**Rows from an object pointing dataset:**
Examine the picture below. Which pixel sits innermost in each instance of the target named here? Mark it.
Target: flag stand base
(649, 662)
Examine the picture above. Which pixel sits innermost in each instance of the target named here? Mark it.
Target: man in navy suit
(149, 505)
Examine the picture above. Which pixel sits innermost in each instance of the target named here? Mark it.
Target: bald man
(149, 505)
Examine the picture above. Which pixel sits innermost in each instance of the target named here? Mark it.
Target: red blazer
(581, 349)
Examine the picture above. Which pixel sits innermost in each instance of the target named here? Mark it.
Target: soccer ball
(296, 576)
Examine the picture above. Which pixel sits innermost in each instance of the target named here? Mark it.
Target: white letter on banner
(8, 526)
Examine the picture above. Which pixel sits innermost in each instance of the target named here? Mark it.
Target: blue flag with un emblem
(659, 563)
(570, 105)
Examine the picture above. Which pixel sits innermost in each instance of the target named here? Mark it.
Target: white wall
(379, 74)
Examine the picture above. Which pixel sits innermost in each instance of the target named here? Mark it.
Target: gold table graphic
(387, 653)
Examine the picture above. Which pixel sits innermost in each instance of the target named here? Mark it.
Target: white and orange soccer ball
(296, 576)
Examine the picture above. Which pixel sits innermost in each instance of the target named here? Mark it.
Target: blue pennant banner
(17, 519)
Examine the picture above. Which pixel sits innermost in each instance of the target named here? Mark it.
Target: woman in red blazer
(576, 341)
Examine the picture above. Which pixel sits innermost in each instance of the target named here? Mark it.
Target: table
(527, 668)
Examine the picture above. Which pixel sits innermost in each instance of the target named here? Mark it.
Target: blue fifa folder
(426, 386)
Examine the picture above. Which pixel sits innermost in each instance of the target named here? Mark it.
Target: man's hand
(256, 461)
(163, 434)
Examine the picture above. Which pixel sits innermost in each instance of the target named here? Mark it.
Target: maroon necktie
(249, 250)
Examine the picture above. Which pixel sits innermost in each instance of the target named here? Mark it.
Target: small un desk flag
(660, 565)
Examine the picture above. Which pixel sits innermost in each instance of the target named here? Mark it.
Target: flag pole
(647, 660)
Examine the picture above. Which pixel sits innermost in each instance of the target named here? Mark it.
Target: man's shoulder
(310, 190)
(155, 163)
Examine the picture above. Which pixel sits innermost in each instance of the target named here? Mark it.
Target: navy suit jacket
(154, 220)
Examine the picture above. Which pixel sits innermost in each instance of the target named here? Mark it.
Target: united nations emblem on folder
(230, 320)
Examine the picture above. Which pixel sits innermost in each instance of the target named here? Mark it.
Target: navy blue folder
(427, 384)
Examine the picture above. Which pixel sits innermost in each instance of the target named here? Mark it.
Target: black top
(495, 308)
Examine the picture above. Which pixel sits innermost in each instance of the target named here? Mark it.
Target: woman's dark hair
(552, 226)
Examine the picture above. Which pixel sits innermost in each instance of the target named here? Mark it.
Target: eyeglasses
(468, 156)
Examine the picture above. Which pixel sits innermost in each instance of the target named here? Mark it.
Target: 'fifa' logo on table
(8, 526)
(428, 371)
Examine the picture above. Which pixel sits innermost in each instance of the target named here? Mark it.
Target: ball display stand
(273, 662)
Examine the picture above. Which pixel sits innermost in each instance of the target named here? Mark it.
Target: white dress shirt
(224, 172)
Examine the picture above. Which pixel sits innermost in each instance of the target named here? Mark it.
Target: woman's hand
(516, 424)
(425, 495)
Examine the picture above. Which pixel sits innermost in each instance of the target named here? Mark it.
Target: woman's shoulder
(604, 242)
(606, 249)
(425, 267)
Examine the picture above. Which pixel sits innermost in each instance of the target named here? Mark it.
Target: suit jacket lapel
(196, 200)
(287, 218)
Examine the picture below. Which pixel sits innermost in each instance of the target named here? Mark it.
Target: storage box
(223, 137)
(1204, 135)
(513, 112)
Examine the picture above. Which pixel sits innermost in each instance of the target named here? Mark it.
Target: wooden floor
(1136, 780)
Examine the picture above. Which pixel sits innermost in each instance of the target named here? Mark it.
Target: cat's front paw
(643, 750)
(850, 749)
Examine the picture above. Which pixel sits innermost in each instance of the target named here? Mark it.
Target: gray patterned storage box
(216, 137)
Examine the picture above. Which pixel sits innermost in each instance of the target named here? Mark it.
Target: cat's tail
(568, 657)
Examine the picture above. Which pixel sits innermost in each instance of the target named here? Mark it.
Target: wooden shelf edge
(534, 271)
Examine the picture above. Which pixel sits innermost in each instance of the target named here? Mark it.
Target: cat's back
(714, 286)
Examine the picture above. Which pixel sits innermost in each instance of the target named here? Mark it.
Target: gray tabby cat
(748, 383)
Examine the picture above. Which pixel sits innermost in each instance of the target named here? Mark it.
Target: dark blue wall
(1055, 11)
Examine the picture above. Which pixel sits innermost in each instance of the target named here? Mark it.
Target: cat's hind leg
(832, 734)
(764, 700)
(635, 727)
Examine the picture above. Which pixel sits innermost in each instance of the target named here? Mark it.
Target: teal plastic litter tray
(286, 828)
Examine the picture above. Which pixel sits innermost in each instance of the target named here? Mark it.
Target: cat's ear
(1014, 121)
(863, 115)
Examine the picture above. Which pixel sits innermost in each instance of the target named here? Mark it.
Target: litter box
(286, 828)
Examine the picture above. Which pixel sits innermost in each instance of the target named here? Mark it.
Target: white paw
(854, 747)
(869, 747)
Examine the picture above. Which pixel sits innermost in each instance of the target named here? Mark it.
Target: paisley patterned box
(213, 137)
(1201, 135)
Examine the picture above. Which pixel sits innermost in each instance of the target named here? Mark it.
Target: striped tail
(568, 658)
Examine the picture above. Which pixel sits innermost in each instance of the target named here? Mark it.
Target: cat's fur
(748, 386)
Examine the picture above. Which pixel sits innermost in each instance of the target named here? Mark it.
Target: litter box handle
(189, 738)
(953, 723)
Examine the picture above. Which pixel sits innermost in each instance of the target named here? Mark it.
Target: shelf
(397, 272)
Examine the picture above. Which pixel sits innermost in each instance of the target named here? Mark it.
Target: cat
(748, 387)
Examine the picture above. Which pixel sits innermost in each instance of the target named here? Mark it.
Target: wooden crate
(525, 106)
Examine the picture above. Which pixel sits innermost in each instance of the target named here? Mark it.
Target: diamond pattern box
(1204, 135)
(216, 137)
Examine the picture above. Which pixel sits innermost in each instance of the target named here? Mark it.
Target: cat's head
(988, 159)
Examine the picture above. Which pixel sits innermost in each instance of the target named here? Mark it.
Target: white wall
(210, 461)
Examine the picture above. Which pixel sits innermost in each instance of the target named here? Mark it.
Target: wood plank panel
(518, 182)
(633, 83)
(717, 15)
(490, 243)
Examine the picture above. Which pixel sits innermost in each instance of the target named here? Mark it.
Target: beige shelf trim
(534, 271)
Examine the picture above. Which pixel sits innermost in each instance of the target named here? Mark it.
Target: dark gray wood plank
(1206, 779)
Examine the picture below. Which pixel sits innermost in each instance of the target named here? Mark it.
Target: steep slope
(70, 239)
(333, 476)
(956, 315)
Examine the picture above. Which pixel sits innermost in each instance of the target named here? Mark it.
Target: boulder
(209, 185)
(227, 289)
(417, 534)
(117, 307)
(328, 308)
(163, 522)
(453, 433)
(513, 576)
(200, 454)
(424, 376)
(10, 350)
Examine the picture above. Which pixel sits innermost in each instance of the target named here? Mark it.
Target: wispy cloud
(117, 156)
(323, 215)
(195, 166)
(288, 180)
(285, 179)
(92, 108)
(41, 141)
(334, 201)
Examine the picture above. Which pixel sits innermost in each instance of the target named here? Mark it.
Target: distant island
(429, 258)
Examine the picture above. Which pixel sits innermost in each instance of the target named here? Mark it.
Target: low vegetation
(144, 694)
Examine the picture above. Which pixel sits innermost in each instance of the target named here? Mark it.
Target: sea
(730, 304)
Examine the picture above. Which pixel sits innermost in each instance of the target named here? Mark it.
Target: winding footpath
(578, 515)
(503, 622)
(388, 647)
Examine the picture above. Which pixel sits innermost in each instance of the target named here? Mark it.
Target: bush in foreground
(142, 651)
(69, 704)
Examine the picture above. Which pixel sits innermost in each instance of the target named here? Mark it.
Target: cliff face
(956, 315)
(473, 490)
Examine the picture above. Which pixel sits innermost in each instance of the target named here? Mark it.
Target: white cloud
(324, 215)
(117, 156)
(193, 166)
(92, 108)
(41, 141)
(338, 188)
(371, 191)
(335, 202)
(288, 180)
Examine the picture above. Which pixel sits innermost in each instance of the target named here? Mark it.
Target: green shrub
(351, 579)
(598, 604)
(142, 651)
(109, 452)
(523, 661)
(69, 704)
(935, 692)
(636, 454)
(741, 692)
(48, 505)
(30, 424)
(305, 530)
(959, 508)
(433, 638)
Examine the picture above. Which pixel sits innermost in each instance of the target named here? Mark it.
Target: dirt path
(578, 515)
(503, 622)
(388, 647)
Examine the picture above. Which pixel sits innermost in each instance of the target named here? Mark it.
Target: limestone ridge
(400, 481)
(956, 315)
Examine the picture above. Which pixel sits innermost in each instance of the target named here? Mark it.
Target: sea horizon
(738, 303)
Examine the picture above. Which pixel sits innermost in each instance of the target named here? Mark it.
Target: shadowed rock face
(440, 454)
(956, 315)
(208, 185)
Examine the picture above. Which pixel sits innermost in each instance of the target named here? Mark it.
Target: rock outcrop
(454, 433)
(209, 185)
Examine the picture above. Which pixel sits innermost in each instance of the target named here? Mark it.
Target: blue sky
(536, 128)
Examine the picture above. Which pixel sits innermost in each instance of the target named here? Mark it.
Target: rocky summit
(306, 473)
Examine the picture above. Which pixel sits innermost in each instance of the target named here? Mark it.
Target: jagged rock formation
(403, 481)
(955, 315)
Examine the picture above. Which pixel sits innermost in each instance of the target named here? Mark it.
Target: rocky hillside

**What is needed:**
Pull out every line of the items that contains the word "wooden", matching case exactly.

**Written solution:**
Target: wooden floor
Target: wooden shelf edge
Target: wooden crate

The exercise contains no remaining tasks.